Repeat exactly each line of the data provided below.

--- start Material for this task ---

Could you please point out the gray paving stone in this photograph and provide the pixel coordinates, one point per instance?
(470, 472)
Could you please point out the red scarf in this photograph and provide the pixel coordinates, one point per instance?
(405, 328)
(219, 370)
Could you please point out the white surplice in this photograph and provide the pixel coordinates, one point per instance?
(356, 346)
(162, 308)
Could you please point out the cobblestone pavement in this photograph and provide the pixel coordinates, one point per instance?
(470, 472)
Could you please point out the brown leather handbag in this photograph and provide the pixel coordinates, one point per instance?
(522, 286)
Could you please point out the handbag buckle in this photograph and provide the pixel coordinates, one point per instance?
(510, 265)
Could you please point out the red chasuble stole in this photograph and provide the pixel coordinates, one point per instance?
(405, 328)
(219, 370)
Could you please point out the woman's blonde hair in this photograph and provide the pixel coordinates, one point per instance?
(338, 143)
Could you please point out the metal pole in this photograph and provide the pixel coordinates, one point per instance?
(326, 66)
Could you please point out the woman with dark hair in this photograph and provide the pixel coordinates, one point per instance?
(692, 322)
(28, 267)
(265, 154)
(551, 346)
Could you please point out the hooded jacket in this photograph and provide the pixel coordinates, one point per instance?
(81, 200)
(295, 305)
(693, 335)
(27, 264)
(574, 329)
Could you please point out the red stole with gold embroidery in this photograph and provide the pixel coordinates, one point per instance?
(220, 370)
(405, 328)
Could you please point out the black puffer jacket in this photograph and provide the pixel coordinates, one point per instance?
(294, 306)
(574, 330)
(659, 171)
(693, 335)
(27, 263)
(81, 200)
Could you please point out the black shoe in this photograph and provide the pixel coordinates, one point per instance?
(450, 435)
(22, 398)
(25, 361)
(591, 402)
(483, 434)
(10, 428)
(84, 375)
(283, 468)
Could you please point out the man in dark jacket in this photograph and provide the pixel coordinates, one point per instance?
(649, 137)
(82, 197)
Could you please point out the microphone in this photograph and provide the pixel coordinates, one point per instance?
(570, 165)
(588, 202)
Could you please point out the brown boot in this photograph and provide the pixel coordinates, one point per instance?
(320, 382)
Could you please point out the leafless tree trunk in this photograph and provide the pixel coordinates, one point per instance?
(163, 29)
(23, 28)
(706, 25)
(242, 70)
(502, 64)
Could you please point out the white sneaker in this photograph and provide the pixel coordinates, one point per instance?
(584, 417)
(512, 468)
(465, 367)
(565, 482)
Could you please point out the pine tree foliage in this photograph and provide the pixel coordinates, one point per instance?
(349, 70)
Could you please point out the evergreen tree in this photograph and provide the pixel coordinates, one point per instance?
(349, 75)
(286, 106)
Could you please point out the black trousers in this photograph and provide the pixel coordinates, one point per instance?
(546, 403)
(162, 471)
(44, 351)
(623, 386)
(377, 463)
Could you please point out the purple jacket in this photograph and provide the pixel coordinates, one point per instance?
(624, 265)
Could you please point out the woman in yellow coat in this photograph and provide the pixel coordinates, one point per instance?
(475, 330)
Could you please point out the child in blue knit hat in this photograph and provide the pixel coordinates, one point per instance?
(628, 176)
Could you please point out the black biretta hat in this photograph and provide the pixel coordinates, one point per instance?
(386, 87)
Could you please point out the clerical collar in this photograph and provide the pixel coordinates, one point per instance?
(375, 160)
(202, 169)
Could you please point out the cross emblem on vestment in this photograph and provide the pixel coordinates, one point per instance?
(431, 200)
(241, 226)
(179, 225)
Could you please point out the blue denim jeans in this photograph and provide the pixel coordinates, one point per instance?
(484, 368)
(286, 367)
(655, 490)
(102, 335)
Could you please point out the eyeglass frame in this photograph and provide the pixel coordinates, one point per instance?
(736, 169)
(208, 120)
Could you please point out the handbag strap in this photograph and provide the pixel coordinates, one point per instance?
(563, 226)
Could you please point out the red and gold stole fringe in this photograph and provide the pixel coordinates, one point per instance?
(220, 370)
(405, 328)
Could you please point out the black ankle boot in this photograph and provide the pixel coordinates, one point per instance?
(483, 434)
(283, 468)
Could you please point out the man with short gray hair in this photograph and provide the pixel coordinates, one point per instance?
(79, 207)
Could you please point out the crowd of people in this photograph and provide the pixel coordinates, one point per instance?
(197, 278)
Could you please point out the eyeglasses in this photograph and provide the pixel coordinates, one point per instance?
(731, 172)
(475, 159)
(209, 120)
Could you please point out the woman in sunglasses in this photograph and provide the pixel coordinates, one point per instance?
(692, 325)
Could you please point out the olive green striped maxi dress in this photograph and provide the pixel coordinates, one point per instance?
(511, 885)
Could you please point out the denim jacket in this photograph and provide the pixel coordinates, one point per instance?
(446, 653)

--- end Material for this task ---

> The response
Could you please point out the gray paving stone in this photograph and provide the pixel coordinates, one point per instance?
(470, 472)
Could you please point out the red scarf in this photograph and provide the pixel coordinates, one point per instance?
(405, 328)
(219, 370)
Could you please point out the white surplice in this photograph and provide the pixel coordinates, one point per instance?
(356, 346)
(162, 308)
Could you please point out the cobblestone pavement in this photograph and provide the pixel coordinates, one point per instance?
(470, 472)
Could you please point out the brown leather handbag in this photograph and provide the pixel coordinates, one point per instance?
(522, 286)
Could you please point out the handbag buckle in this photograph and provide the pixel coordinates, one point per instance?
(510, 265)
Could you please point out the red chasuble stole in this photograph and provide the pixel coordinates, one point per instance?
(405, 328)
(219, 370)
Could you please point out the woman's blonde hair in this photograph and provide the pixel coordinates, one point per instance?
(338, 143)
Could you please point out the metal pole in this photograph and provide the pixel coordinates, one point per instance?
(326, 66)
Could you please point out the woman with dark hair in this photograph and provide the pixel coordinates, one point per instance?
(692, 322)
(28, 267)
(265, 154)
(551, 346)
Could you please point out the hooded jacket in this photograph and provide the pixel coordinates, one point per instance?
(81, 200)
(295, 305)
(693, 335)
(27, 264)
(574, 329)
Could you please point out the red stole with gold embroidery in this photograph and provide the pixel coordinates, one point per instance?
(220, 370)
(405, 328)
Could you please point out the black puffer jacket in this photograph and provide the pixel coordinates, one point per instance?
(294, 306)
(574, 330)
(659, 171)
(693, 335)
(27, 263)
(81, 200)
Could you please point out the black shoe in this photograph and provide the pixel coordinates, one point per instance?
(450, 435)
(22, 398)
(25, 361)
(591, 402)
(483, 434)
(10, 428)
(84, 375)
(283, 468)
Could you please point out the man in dark jacket in this photograph and provide the pixel coordinates, one point per instance?
(649, 137)
(82, 197)
Could you please point out the microphone in this photograph and provide the pixel coordinates, one point per instance?
(570, 165)
(588, 202)
Could you please point out the brown boot in this photograph and provide the pixel coordinates, one point per instance?
(320, 382)
Could you please point out the leafless tree trunk in this photograph and provide the pixel coordinates, one point per instance?
(163, 29)
(23, 28)
(706, 25)
(242, 70)
(502, 64)
Could you please point out the white sneaker in this photograph and provide the pixel coordinates, one point per instance?
(584, 417)
(512, 468)
(465, 367)
(565, 482)
Could you please point out the pine tree foliage in this photograph and provide the pixel coordinates, one point per instance?
(349, 70)
Could you please point out the evergreen tree in this photograph and provide the pixel coordinates, one point per instance?
(349, 75)
(286, 106)
Could you please point out the black trousers in this photograph and provide the pixel coordinates, one point per instance?
(546, 403)
(162, 471)
(44, 351)
(623, 386)
(377, 463)
Could you please point out the purple jacket in this photograph and provide the pixel coordinates, one point per instance?
(624, 265)
Could you please point out the woman in yellow coat in this photograph and provide the pixel coordinates, one point per instance?
(475, 330)
Could you please point out the child in blue knit hat in this photograph and provide the pixel coordinates, one point per instance?
(628, 176)
Could you please point out the black biretta hat in this photograph and provide the pixel coordinates, one point per instance?
(386, 87)
Could you please point out the clerical collar in this photograph and provide the pixel coordinates, one point per instance?
(375, 160)
(202, 169)
Could you please point out the cross emblem on vestment in this photograph and provide the pixel coordinates, one point per instance?
(431, 200)
(241, 226)
(179, 225)
Could you please point out the blue denim jeans in this photograph and provide the pixel coordinates, one point per instance?
(484, 368)
(286, 367)
(655, 490)
(102, 335)
Could you please point out the eyeglass frame in this photograph and provide the pixel coordinates, one point per instance?
(736, 169)
(208, 120)
Could you please point out the handbag strap in this photograph and provide the pixel coordinates, one point per instance?
(563, 226)
Could you please point out the red and gold stole fringe in this photograph and provide the pixel coordinates, one point per instance?
(220, 370)
(405, 328)
Could you please point out the black ankle boot in this photograph and provide the pixel coordinates, one point per instance?
(483, 434)
(283, 468)
Could you please point out the man with short gray hair in this photograph and provide the pixel coordinates, one point per instance?
(79, 207)
Could you please point out the crowd of people in this photograph and provide the pixel coordinates, one point per instance?
(197, 278)
Could you please point out the eyeglasses in this photograph and provide the pixel coordinates, one point per instance?
(731, 172)
(475, 159)
(209, 120)
Could you please point out the woman in sunglasses in this photograph and provide the pixel coordinates, one point per instance?
(692, 325)
Could you please point out the olive green striped maxi dress in this photograph and provide the pixel coordinates, one point per instance?
(511, 885)
Could you please point out the denim jacket in this photograph and provide the pixel coordinates, one point per instance?
(446, 653)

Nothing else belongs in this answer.